REQUIRED ACTION: An exact transcription of all the records below is required, without any images.

SUPPLIED MATERIAL:
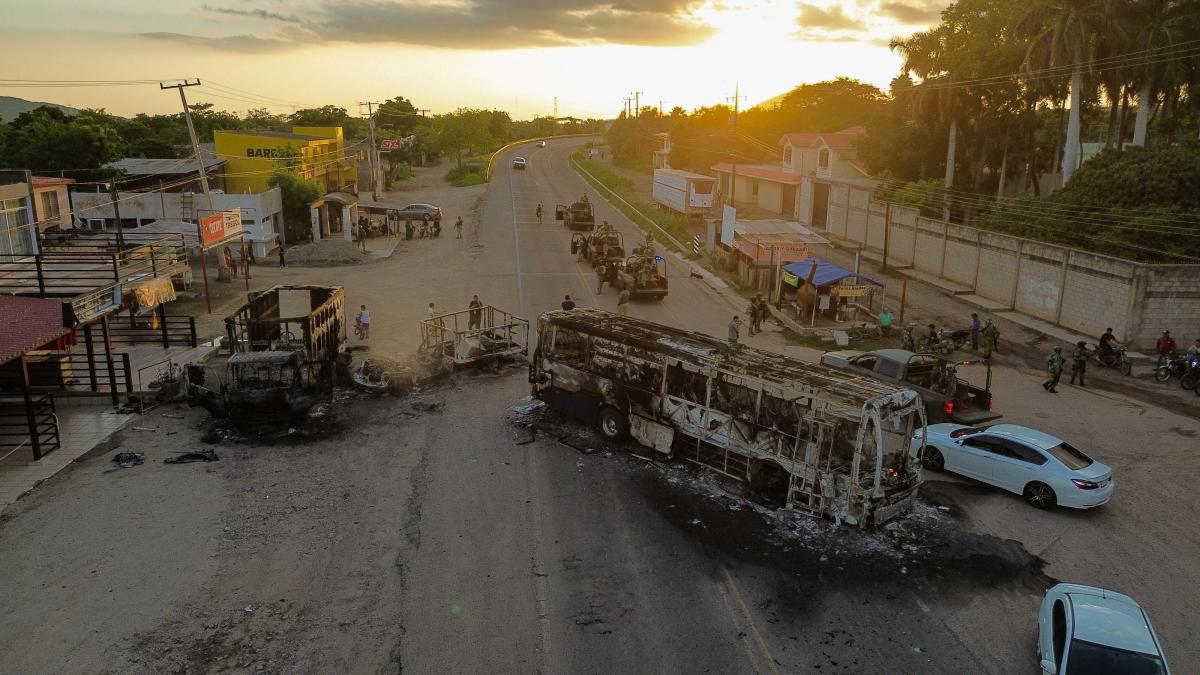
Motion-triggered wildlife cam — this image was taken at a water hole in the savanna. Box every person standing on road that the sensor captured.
[617,287,630,316]
[1043,346,1063,393]
[561,295,576,311]
[970,313,981,351]
[746,297,760,335]
[468,295,483,330]
[728,316,742,347]
[356,305,371,340]
[1070,341,1088,387]
[982,319,1000,359]
[277,245,286,268]
[454,216,464,239]
[596,261,608,294]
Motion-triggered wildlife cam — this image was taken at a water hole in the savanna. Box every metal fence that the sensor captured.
[0,394,60,459]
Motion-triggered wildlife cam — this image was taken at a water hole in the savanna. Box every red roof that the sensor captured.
[710,163,803,185]
[0,296,73,366]
[31,176,75,187]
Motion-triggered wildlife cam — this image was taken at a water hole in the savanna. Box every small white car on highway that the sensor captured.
[915,423,1113,509]
[536,140,547,148]
[1038,583,1170,674]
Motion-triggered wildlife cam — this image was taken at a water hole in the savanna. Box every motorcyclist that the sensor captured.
[1155,330,1177,366]
[1097,327,1121,358]
[1188,338,1200,358]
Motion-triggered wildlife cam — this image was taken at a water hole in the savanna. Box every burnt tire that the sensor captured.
[1023,481,1057,509]
[596,405,628,442]
[923,447,945,472]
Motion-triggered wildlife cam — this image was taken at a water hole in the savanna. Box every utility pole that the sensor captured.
[109,179,126,250]
[726,83,745,208]
[632,91,644,118]
[361,101,382,200]
[160,80,214,217]
[553,97,558,119]
[622,97,632,118]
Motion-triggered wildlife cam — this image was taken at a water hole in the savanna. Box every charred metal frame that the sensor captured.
[225,285,346,362]
[420,306,529,365]
[531,309,928,527]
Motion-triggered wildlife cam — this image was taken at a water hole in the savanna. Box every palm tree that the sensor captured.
[1019,0,1110,185]
[1127,0,1195,145]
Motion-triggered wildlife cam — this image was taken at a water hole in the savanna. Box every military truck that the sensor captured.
[820,348,1000,425]
[571,229,625,268]
[555,196,595,231]
[618,254,668,300]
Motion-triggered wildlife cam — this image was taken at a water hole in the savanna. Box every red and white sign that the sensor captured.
[379,139,401,151]
[198,209,243,248]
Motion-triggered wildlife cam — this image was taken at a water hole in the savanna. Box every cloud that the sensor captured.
[200,5,305,24]
[139,31,295,53]
[794,3,864,31]
[877,0,945,24]
[172,1,716,52]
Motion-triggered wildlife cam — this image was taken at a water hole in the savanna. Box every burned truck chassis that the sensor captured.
[531,310,927,527]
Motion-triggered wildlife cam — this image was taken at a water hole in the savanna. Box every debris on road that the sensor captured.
[112,452,145,468]
[164,449,219,464]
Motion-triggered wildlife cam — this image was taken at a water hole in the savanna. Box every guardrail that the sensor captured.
[0,235,187,297]
[568,154,690,254]
[90,315,198,349]
[485,133,599,181]
[0,394,59,459]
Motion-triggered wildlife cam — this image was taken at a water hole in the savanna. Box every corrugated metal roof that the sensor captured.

TASK ANSWER:
Motion-triggered wildlife cam — this image was taken at a water hole in the savanna. Box every person standing on road that the sensor captured.
[617,287,630,316]
[1043,346,1063,393]
[561,295,576,311]
[970,313,981,351]
[746,297,760,335]
[468,295,483,330]
[728,316,742,347]
[356,305,371,340]
[1070,341,1088,387]
[982,319,1000,359]
[277,245,286,268]
[454,216,464,239]
[596,261,608,294]
Motion-triggered wildlife cam — this image was taken at a water hole in the savanna. Box every metal fence that the sensor captured.
[0,394,60,459]
Motion-triggered wildlife cam — this image was taken at a water hole in the savanna. Box every red roof that the sensor captured.
[710,163,803,185]
[0,296,73,366]
[31,176,75,187]
Motion-triggered wildlife cam — this image was taken at a water hole in the savanna. Box every small white car on highway that the sensor captured.
[915,423,1113,509]
[536,140,547,148]
[1038,583,1170,674]
Motion-triggered wildlife cam — this image was taken at a water hole in the savanna. Box every motorcyclist that the sensor captured.
[1155,330,1177,366]
[1097,327,1121,358]
[1188,338,1200,358]
Motion-triggered wildlife cam — this image was taken at a water hole in the savanna. Box every burnt tire that the sensor captured.
[1023,481,1057,509]
[596,405,628,442]
[923,447,945,472]
Motion-triggered wildlife cam — this image was taken at a water hole in the savanna. Box every utility pole that the sensor captured.
[109,179,126,250]
[726,83,745,208]
[632,91,644,118]
[361,101,382,200]
[160,80,214,217]
[553,97,558,119]
[622,97,632,118]
Motion-triggered wildlife cam — this image was taken at a water hole in the savanna. Box every charred metal frame that the sensor captured.
[225,285,346,362]
[420,306,529,365]
[531,309,928,527]
Motion-triggered wildlife cam — this image was taken at a water hole in the savanna. Box every palm tree that the sensor captured.
[1019,0,1110,185]
[1127,0,1195,145]
Motion-triggered wildlife cam — this image was taken at a water hole in the savanna. Box every military truck that the sensor captured.
[820,348,1000,425]
[571,229,625,268]
[555,196,595,231]
[618,254,668,300]
Motion-triggered wildlife cam — this image was taken at a water hole in the savanna. Box every red and white sign that the sensor captured.
[379,139,401,151]
[198,209,243,248]
Motion-triggered wildlife cam — this image was taken at a water hole in the savanna. Box every cloud that the sensor captured.
[200,5,305,24]
[139,31,295,53]
[794,3,864,31]
[877,0,945,24]
[172,1,716,52]
Motion-triggered wildlife cam — this image was taken at a water hole in the savanna. Box every burned truck chassis that the sensor captured.
[531,310,927,527]
Motion-triggered wildlife cam — this image was taken at a water hole in the savanna. Box every debris on road that the sensor captured.
[112,452,145,468]
[164,449,219,464]
Motion-triggered wildlife cam — this image was taken at a water hole in the savanna. Box every guardrail that the sensor captured.
[0,235,187,297]
[568,154,690,254]
[90,315,198,349]
[485,133,599,181]
[0,394,59,459]
Motion-triggered wildlife cam — this image was taken at a water hole in the savanna. Box every corrugated metal roof that the sensor captured.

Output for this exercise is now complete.